§ **The request**
Copy these rows word for word, starting at the line that contains "Tag one point on each instance of the thin" and ending at the last line of the rows, with both ends included.
▶
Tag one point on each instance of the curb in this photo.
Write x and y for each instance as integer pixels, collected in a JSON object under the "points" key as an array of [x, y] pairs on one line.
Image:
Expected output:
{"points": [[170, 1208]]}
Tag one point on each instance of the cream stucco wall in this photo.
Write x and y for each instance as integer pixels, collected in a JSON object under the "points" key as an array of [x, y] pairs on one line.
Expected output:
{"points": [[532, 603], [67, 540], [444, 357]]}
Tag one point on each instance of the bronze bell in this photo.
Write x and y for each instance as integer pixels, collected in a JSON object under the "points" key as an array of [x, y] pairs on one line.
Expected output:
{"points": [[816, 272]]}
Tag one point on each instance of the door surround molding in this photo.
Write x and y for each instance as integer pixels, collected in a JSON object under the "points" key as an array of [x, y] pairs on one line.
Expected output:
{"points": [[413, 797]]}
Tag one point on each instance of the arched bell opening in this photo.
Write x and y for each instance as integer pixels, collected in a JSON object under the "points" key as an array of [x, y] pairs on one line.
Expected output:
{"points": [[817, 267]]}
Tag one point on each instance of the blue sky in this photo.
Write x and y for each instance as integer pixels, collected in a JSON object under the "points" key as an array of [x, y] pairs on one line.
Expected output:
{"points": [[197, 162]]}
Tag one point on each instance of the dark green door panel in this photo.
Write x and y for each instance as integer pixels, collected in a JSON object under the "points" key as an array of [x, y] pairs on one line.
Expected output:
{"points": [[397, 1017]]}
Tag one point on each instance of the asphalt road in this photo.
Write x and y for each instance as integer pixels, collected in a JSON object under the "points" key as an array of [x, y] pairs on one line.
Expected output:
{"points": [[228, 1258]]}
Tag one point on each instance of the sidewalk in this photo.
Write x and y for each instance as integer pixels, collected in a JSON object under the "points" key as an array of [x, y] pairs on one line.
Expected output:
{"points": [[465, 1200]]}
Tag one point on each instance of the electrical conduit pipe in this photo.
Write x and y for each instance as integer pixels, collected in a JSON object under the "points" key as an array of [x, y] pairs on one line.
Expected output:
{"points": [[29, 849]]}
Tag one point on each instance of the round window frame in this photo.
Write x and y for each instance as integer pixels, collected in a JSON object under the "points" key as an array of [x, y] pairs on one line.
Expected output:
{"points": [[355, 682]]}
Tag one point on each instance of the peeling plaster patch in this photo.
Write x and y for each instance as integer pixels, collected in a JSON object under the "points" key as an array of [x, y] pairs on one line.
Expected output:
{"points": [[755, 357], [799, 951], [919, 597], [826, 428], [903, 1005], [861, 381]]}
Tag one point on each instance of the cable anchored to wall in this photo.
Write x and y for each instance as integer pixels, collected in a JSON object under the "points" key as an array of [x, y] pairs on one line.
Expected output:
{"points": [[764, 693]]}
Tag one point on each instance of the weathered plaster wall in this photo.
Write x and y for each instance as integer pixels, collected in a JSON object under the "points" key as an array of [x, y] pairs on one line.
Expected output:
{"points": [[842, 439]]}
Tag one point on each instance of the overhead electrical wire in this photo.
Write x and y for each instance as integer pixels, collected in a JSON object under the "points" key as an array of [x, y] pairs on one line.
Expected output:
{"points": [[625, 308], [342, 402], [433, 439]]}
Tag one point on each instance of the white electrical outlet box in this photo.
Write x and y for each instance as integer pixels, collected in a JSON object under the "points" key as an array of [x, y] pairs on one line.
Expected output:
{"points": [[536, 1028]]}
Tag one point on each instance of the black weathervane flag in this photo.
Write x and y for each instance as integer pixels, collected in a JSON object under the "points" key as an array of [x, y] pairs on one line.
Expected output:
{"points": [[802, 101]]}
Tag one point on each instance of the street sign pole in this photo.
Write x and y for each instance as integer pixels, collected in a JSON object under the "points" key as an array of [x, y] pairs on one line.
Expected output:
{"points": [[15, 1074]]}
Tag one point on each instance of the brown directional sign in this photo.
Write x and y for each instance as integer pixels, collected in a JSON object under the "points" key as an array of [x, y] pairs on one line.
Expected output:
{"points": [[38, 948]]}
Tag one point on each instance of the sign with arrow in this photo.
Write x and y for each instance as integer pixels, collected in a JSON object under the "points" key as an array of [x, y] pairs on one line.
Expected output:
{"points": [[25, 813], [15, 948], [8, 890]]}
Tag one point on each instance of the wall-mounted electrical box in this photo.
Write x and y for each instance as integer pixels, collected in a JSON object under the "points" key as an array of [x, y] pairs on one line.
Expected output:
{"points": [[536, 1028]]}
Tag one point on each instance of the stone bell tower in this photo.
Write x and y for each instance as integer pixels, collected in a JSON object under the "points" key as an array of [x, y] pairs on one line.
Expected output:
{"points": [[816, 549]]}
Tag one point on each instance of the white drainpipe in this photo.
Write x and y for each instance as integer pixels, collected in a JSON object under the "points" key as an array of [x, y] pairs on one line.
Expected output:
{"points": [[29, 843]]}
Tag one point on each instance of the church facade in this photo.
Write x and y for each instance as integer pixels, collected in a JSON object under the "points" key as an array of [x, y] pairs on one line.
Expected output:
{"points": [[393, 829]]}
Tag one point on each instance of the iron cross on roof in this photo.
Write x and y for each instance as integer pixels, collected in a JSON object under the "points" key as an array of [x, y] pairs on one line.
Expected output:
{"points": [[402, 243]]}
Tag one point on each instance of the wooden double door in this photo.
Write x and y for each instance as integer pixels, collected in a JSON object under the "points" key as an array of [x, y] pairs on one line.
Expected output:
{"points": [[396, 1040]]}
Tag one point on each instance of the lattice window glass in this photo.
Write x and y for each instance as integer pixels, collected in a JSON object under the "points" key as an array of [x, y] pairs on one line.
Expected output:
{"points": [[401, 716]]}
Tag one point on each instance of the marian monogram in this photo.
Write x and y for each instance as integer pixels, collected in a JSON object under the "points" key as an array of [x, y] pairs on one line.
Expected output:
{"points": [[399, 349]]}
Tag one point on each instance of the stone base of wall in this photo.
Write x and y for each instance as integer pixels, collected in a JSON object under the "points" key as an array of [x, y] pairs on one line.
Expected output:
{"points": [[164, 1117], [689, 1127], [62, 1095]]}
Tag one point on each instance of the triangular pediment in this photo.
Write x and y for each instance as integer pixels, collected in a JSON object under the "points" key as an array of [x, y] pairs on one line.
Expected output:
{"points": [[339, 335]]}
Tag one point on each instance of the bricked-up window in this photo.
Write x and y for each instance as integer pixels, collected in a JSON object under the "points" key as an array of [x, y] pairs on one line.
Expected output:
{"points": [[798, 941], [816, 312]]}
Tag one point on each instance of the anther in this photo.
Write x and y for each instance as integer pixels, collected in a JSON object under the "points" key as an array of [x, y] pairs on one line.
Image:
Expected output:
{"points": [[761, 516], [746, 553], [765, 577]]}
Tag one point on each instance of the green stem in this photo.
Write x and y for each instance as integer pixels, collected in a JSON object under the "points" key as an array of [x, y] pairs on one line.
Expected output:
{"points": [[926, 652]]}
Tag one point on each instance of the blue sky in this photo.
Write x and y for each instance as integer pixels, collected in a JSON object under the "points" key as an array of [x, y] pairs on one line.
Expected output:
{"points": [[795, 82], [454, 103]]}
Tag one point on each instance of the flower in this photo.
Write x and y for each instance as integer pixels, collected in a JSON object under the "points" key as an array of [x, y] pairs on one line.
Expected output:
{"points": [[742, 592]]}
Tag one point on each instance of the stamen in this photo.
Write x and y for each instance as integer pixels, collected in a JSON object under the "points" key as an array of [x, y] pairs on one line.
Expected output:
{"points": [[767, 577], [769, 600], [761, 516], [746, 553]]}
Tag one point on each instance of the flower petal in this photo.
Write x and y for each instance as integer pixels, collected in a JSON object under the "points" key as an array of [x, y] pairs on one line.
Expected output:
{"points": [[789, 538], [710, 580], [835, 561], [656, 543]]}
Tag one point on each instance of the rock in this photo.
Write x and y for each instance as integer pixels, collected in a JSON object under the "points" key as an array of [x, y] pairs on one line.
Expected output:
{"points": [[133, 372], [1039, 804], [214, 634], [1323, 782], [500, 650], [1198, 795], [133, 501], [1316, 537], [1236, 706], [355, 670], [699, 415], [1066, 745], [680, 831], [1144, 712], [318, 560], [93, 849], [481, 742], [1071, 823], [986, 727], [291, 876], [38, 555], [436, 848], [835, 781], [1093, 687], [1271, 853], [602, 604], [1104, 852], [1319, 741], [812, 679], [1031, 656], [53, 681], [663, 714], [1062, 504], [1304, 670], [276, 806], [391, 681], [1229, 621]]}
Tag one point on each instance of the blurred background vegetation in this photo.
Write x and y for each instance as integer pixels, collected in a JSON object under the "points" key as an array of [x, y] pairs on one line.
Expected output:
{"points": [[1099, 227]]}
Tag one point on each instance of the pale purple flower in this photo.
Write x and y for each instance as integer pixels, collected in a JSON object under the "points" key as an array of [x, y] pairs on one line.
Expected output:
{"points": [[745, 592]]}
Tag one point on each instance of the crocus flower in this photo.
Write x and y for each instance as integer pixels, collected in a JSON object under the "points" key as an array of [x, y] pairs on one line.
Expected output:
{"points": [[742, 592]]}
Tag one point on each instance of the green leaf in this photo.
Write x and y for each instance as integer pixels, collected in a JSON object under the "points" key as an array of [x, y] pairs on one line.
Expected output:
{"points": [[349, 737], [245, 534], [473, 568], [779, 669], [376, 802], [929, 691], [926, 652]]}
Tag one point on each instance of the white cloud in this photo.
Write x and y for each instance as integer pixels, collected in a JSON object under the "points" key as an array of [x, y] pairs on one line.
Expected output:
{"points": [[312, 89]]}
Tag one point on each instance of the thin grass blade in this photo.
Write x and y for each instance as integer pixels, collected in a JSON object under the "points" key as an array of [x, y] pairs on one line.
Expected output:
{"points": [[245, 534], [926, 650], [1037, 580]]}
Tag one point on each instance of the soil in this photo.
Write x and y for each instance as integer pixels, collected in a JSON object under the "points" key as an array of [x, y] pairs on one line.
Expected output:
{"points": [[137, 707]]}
◀
§ **Result for this exercise**
Tag one point on each instance of the thin grass blade in this photo.
Write x and y for each instance as integer pixels, collected in a JSON object under the "points" key as an array of [x, y] pairs on one line.
Expected output:
{"points": [[245, 534], [926, 650], [1037, 580]]}
Tag one point on each instance of the soil in this photo.
Write x and y for each instance as integer pixels, collected in a JSON object under the "points" key as an array of [x, y] pairs on one line.
Expected output:
{"points": [[137, 707]]}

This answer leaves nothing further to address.